- _Исходный текст_
Чем предлагают поступиться во имя глобальной революции?
Вернувшись к Пятому докладу, обратим внимание на то, что его авторы говорят о поисках не только удовлетворяющей потребности глобальной системы религии, но и о соответствующей этой системе идеологии. Тридцать лет назад, когда «разрядка» выдыхалась и холодной войне не было видно конца-краю, какие идеологии непримиримо соперничали между собой за умы и сердца людей? В биполярном мире их и было две: «марксистско-ленинская», или коммунистическая, и «буржуазная», то есть либеральная. Ни та, ни другая не устраивала Римский клуб. Клуб не считал себя связанным ни с одной из существующих идеологий.
Но связь все же была. И в этом пункте имеется – хотя и трудноуловимая – «созвучность» идей Римского клуба и виднейших теоретиков Франкфуртской школы, марксистов-неофрейдистов Герберта Маркузе и Юргена Хабермаса. Последний в своей книге, само название которой – концепция: «Техника и наука как «идеология» (1969), подчеркивал, что идеология всегда есть «ложное сознание, имеющее защитные функции». Она стабилизирует отношения господства в общественной системе. В «наше время» место политической идеологии занимают наука и техника, которые играют роль «новой идеологии», или даже «постидеологии».

- _Приведённые строки_
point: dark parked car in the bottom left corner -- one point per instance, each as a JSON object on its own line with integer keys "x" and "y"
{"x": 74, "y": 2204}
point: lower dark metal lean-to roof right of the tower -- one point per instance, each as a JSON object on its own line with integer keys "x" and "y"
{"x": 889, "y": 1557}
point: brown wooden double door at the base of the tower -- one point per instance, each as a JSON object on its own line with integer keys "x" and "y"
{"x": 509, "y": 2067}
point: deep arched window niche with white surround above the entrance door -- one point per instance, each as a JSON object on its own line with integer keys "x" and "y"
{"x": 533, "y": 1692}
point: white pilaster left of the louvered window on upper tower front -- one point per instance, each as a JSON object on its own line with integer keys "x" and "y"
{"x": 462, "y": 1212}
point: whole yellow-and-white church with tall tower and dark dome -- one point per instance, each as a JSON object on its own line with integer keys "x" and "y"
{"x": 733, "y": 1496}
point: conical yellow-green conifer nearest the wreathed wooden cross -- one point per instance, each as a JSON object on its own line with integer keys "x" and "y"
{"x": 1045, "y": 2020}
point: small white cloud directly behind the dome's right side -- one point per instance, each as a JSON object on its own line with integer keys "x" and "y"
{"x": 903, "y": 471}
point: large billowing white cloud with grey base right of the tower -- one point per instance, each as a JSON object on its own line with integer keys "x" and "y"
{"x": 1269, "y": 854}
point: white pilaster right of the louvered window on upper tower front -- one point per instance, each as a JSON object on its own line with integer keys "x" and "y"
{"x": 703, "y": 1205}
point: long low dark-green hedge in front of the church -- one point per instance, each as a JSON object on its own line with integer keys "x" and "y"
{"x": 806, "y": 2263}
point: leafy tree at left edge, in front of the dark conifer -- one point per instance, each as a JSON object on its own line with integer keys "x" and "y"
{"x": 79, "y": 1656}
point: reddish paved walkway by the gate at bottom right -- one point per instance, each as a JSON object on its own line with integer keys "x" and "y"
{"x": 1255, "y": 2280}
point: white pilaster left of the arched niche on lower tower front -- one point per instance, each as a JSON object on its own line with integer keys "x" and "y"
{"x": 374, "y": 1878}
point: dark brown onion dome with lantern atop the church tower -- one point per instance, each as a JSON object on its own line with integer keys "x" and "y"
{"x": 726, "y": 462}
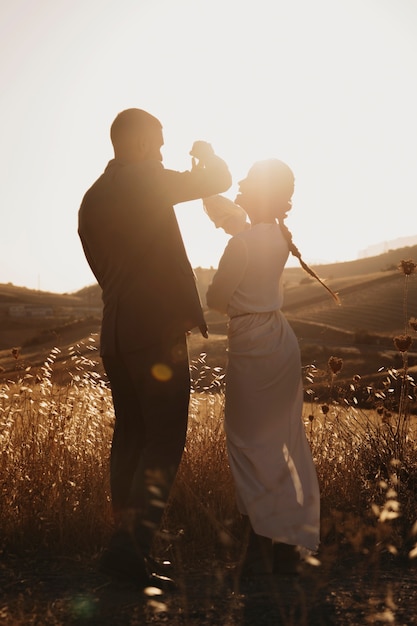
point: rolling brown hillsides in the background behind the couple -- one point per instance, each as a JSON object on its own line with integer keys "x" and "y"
{"x": 371, "y": 290}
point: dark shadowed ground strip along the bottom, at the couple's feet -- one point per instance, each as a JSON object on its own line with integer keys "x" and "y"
{"x": 70, "y": 591}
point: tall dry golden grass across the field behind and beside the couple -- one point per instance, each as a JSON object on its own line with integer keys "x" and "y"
{"x": 55, "y": 443}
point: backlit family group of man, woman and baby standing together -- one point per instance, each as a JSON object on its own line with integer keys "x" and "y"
{"x": 133, "y": 245}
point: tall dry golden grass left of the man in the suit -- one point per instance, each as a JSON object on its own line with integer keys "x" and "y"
{"x": 54, "y": 449}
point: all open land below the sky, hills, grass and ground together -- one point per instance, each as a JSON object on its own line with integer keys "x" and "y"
{"x": 55, "y": 430}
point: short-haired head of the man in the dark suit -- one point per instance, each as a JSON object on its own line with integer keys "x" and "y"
{"x": 137, "y": 136}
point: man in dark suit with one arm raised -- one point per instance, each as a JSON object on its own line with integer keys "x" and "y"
{"x": 133, "y": 245}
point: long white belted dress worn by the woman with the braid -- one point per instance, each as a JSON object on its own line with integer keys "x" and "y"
{"x": 269, "y": 455}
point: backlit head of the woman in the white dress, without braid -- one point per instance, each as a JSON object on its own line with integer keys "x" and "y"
{"x": 266, "y": 192}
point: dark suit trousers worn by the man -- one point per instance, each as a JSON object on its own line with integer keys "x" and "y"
{"x": 150, "y": 389}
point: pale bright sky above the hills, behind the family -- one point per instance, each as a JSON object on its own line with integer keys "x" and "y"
{"x": 328, "y": 86}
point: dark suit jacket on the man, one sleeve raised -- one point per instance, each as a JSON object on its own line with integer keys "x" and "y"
{"x": 133, "y": 245}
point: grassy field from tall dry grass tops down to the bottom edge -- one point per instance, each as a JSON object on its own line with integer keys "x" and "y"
{"x": 54, "y": 505}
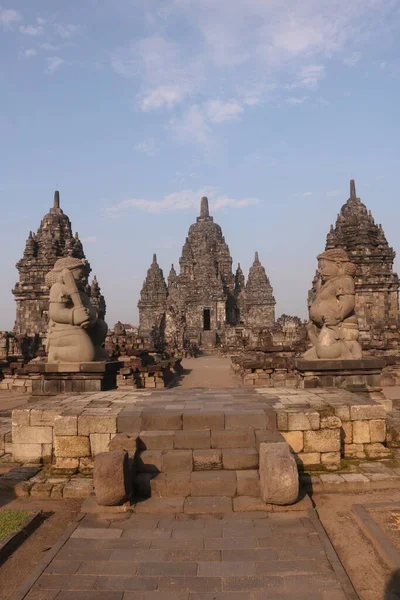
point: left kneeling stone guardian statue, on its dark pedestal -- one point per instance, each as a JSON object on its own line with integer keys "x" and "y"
{"x": 75, "y": 333}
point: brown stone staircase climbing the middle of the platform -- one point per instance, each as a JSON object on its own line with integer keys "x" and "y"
{"x": 198, "y": 454}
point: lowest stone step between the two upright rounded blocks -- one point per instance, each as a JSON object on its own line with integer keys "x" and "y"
{"x": 205, "y": 483}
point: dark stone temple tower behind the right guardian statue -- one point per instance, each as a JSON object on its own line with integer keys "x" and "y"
{"x": 377, "y": 286}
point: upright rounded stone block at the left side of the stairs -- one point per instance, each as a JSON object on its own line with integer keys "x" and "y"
{"x": 112, "y": 478}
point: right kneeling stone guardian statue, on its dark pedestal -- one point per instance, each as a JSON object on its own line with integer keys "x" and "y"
{"x": 333, "y": 326}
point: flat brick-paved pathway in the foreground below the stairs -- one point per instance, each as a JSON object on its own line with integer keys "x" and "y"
{"x": 248, "y": 556}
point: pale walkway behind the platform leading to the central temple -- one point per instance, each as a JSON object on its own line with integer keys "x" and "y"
{"x": 208, "y": 371}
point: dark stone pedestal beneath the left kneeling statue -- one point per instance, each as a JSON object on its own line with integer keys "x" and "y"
{"x": 50, "y": 379}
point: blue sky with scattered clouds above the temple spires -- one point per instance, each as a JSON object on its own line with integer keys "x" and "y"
{"x": 135, "y": 109}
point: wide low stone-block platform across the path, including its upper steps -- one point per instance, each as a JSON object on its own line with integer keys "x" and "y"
{"x": 179, "y": 430}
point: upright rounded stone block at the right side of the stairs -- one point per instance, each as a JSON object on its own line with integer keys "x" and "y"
{"x": 279, "y": 480}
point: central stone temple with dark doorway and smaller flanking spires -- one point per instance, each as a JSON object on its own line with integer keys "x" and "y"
{"x": 206, "y": 297}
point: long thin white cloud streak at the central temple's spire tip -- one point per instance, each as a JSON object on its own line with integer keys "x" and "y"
{"x": 183, "y": 200}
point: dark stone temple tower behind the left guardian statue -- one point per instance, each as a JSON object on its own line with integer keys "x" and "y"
{"x": 53, "y": 240}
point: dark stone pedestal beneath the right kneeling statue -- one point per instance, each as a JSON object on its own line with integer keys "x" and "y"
{"x": 354, "y": 375}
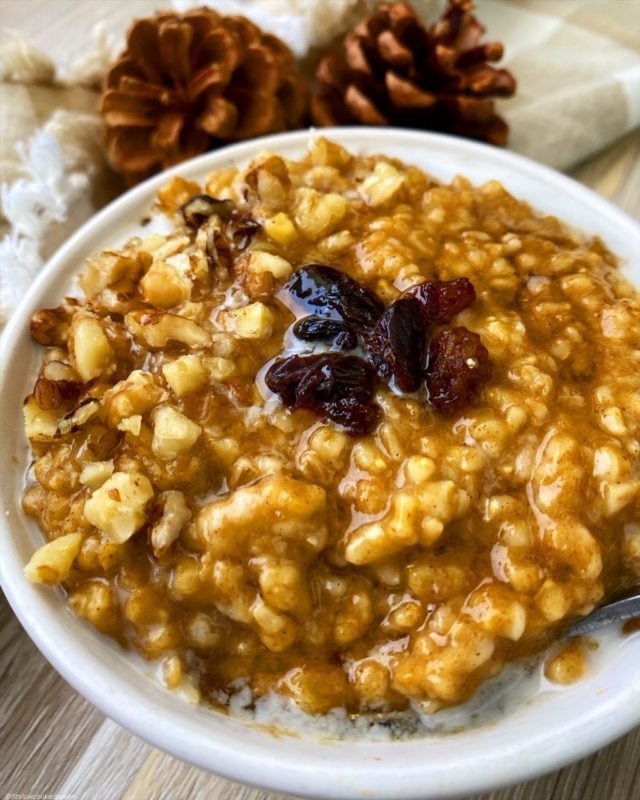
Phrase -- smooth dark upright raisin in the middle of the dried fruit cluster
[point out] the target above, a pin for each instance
(398, 344)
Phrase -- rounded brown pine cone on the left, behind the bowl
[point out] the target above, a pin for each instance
(188, 83)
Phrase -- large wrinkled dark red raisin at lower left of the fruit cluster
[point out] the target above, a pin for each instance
(335, 387)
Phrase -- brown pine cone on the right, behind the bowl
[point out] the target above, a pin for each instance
(394, 71)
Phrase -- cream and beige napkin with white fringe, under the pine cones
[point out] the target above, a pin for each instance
(577, 63)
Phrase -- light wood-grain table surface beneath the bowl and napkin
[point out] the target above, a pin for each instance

- _Что нужно сделать_
[a] Выпишите из текста о Римском клубе отрывок между словами «Чем предлагают поступиться» и «из существующих идеологий.» включительно.
[b] Продолжите текст о Римском клубе, начав сразу после его последнего предложения.

- _Ответы к заданиям_
[a]
Чем предлагают поступиться во имя глобальной революции?
Вернувшись к Пятому докладу, обратим внимание на то, что его авторы говорят о поисках не только удовлетворяющей потребности глобальной системы религии, но и о соответствующей этой системе идеологии. Тридцать лет назад, когда «разрядка» выдыхалась и холодной войне не было видно конца-краю, какие идеологии непримиримо соперничали между собой за умы и сердца людей? В биполярном мире их и было две: «марксистско-ленинская», или коммунистическая, и «буржуазная», то есть либеральная. Ни та, ни другая не устраивала Римский клуб. Клуб не считал себя связанным ни с одной из существующих идеологий.

[b]
Вот что писал А.Печчеи: «…Главной целью «человеческой революции» является социальная справедливость для нынешнего и будущего поколений… следует безусловно признать примат справедливости над свободой…» В связи с этим тезисом в памяти всплывает совершенно неожиданное (нетрадиционное), осторожное и весьма интересное «опасение» по поводу свободы, которое высказал позднее А.Воронель («Дорога из А в Б»): «…Боюсь вымолвить – свободы мысли не существует, – заметил он. – Ведь цель мысли – ее адекватность. Она не может быть свободной, будучи привязана к истине. Она также не может быть свободной, будучи связана традиционными средствами выражения, то есть языком».
Один из параграфов первого доклада Римского клуба назывался «Пределы демократии». Здесь А.Кинг и Б.Шнайдер признавали: «Демократия – не панацея, ока не имеет организационных способностей, не знает пределов собственных возможностей, не в силах решать новые задачи». А следующие слова могли бы поставить в тупик профессиональных правозащитников: «Римский клуб считает, – говорилось в «Первой глобальной революции», – что права человека должны быть неразрывно связаны с его ответственностью на всех уровнях – личном, государственном, международном». В то время как цивилизованный мир восторгался по поводу окончания «холодной войны», авторы отчета Римского клуба опрокидывали на ликующих ушат холодной воды: «Противостояние двух идеологий закончилось, – писали в пятой главе Отчета Кинг и Шнайдер, – оставив после себя пустоту и голый материализм… Если мы не примем вызов, охваченные паникой, не доверяющие руководителям люди могут поддержать экстремистов, умеющих извлекать выгоду из страха», В 1991 году один лишь Израиль знал, что такое террор, направленный против государства; а Римский клуб словно видел уже и басаевских головорезов, и 11 сентября 2001 года, и запуганную Испанию, безропотно приводящую к власти покладистых социалистов, и демократические выборы в арабской палестинской автономии, поддержавшей экстремистов, извлекающих выгоду из страха и ненависти.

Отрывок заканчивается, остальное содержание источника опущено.